--- Supplied material ---

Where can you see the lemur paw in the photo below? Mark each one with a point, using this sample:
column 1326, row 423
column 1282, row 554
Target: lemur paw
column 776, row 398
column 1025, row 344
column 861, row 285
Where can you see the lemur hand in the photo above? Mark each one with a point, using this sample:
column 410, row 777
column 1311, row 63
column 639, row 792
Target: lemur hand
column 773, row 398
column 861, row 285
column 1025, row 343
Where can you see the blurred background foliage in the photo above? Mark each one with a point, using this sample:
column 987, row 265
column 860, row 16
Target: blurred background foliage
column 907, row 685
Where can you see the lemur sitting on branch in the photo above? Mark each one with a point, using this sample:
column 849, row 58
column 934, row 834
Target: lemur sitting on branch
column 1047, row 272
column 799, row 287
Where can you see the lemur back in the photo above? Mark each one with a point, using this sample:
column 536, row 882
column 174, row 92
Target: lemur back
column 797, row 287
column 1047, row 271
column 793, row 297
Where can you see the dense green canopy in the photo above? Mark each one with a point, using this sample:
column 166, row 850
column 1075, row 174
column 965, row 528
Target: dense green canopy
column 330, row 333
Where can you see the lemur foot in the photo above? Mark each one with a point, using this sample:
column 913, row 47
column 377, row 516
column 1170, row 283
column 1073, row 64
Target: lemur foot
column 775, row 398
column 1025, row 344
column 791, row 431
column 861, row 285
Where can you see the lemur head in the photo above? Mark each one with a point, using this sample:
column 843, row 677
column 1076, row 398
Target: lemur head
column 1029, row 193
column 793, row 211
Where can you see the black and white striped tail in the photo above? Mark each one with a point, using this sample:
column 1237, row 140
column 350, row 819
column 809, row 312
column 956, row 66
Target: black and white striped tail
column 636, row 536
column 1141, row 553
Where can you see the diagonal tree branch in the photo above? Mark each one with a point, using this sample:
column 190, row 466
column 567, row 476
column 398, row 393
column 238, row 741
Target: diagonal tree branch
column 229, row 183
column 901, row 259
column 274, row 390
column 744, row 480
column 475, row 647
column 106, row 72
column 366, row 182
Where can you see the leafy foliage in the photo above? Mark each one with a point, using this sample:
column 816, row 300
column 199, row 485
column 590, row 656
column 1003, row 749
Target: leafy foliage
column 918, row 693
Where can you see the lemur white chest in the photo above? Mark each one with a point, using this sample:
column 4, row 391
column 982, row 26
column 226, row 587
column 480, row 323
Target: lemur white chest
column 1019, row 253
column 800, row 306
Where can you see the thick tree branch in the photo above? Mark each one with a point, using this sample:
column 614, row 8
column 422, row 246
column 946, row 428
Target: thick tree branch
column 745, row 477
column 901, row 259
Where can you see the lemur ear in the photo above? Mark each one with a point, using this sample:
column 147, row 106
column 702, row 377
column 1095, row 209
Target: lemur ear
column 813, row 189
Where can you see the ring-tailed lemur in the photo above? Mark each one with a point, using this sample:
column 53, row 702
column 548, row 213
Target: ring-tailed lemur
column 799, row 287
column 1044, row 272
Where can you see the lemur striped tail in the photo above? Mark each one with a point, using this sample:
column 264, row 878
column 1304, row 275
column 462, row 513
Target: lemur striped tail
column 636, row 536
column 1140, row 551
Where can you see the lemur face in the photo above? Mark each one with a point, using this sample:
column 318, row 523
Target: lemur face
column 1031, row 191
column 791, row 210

---

▶ _Task brief_
Revise the material from the line with "Where can you see the lemur white" to the line with "column 813, row 189", changing every "Target" to "Label" and leaving all else as it is. Give back only those lines.

▶ _Finished answer_
Where can you see the lemur white chest in the photo above? Mark each one with a point, using this sample:
column 4, row 391
column 982, row 26
column 226, row 587
column 480, row 323
Label: lemur white chest
column 1019, row 253
column 800, row 306
Where can you see the thick tree branch in the photo above? Mark each one with a point, using this sample:
column 614, row 8
column 422, row 246
column 946, row 428
Label: thick tree branch
column 745, row 477
column 901, row 259
Where can you see the lemur ear in the photo above? Mark each one with a point, using this sample:
column 147, row 106
column 702, row 377
column 1095, row 209
Label: lemur ear
column 813, row 189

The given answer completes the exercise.